++++ Yazı metni ++++

2020 çok da iyi bir başlangıç yapmadı. Birkaç gün öncesinde Çin’in Wuhan kentinde başlayan corona virüs salgını şu anda dünya gündemini en çok meşgul eden konulardan biri. NBA Yıldızı Kobe Bryant’ın kızıyla birlikte aramızdan ayrılması bile dünya kamuoyunu bu kadar meşgul etmedi.
Ortaya çıkan bu virüs salgını hâlihazırda başta Uzakdoğu olmak üzere birçok Avrupa ülkesinde etkilerini göstermeye başladı bile. Bu yazıyı yazdığım sıralarda toplam 300 kişiye yakın hasta hayatını kaybetmiş. Hastalığın seyri geçtiğimiz yıllarda ortaya çıkan ve Kuş Gribi olarak bilinen epidemik salgından çok daha hızlı ilerliyor. Bu ilerleme hızının yüksek olduğu Dünya Sağlık Örgütü tarafından da tespit edildi. Amerika Birleşik Devletleri acil durum ilan etti. Türk Hava Yolları da dahil dünyanın önde gelen hava yolları şirketleri Çin uçuşlarını iptal edip, vatandaşlarını bu ülkeden tahliye etmeye başladılar. Son edinilen bilgilere göre de hastalığın bütün Çin’de yayılmış olduğu artık saklanmayan bir gerçek. Hal böyle olunca da birçok ülkedeki bilim adamları şu anda gerekli aşıyı ortaya çıkarmak için birbirleriyle yarışa girdi.
Belki tesadüf dersiniz belki demezsiniz, ancak bu hastalığın ortaya çıkmasından çok kısa bir süre önce ülkemiz de dahil olmak üzere dünyanın birçok yerinde aşıların gereksiz olduğuna dair kanımca çok da bilimsel olmayan bir kamuoyu algısı ortaya çıktı veya yaratılmaya çalışıldı. Bir kısım kamuoyu aşılamanın gereksiz olduğunu tartışırken diğer kısım aksini iddia etti. Bu tartışmalar bir kenara ben İsrail’in 20 yıl kadar önce bir hastalıkla mücadelede ortaya koyduğu başarıdan bahsetmek isterim.

++++

Corona virüs salgını üzerine olan yazıyı baştan sona, hiçbir değişiklik yapmadan yazdırın. Kayıtların bu yazıyla bir ilgisi yoktur.

++++ Çıkarılan veriler ++++

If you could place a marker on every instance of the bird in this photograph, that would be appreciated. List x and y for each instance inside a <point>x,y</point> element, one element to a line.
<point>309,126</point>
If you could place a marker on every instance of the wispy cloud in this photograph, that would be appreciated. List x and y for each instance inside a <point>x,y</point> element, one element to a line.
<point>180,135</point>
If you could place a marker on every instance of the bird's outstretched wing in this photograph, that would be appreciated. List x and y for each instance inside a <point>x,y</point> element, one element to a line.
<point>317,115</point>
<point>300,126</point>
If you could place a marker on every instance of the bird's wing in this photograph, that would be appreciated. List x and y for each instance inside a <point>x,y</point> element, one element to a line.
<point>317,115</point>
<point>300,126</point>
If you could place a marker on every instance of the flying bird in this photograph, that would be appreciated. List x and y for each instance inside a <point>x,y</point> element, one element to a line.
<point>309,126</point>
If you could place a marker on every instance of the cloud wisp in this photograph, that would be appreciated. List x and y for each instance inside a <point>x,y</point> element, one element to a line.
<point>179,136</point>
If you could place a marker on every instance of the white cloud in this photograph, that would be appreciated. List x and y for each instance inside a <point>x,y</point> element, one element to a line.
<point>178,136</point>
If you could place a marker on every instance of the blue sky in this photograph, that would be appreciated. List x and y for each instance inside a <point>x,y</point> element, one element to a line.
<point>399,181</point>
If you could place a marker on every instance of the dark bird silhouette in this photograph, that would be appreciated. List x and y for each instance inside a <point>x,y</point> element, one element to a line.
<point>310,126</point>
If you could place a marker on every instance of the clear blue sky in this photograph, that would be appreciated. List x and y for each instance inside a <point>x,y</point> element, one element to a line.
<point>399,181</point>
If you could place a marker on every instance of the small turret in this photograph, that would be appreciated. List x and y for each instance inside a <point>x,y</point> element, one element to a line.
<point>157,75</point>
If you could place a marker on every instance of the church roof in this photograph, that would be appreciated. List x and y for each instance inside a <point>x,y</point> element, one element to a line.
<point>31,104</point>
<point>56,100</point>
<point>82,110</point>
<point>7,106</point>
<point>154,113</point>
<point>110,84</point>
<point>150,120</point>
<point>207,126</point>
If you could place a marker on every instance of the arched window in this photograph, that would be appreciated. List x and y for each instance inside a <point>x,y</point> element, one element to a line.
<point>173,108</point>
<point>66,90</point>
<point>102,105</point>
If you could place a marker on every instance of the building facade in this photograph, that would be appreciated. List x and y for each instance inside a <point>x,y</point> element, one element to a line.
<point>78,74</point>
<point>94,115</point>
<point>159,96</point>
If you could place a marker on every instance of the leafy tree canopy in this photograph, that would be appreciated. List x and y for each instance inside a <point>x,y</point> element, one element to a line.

++++

Çözümlü yanıt:
2020 çok da iyi bir başlangıç yapmadı. Birkaç gün öncesinde Çin’in Wuhan kentinde başlayan corona virüs salgını şu anda dünya gündemini en çok meşgul eden konulardan biri. NBA Yıldızı Kobe Bryant’ın kızıyla birlikte aramızdan ayrılması bile dünya kamuoyunu bu kadar meşgul etmedi.
Ortaya çıkan bu virüs salgını hâlihazırda başta Uzakdoğu olmak üzere birçok Avrupa ülkesinde etkilerini göstermeye başladı bile. Bu yazıyı yazdığım sıralarda toplam 300 kişiye yakın hasta hayatını kaybetmiş. Hastalığın seyri geçtiğimiz yıllarda ortaya çıkan ve Kuş Gribi olarak bilinen epidemik salgından çok daha hızlı ilerliyor. Bu ilerleme hızının yüksek olduğu Dünya Sağlık Örgütü tarafından da tespit edildi. Amerika Birleşik Devletleri acil durum ilan etti. Türk Hava Yolları da dahil dünyanın önde gelen hava yolları şirketleri Çin uçuşlarını iptal edip, vatandaşlarını bu ülkeden tahliye etmeye başladılar. Son edinilen bilgilere göre de hastalığın bütün Çin’de yayılmış olduğu artık saklanmayan bir gerçek. Hal böyle olunca da birçok ülkedeki bilim adamları şu anda gerekli aşıyı ortaya çıkarmak için birbirleriyle yarışa girdi.
Belki tesadüf dersiniz belki demezsiniz, ancak bu hastalığın ortaya çıkmasından çok kısa bir süre önce ülkemiz de dahil olmak üzere dünyanın birçok yerinde aşıların gereksiz olduğuna dair kanımca çok da bilimsel olmayan bir kamuoyu algısı ortaya çıktı veya yaratılmaya çalışıldı. Bir kısım kamuoyu aşılamanın gereksiz olduğunu tartışırken diğer kısım aksini iddia etti. Bu tartışmalar bir kenara ben İsrail’in 20 yıl kadar önce bir hastalıkla mücadelede ortaya koyduğu başarıdan bahsetmek isterim.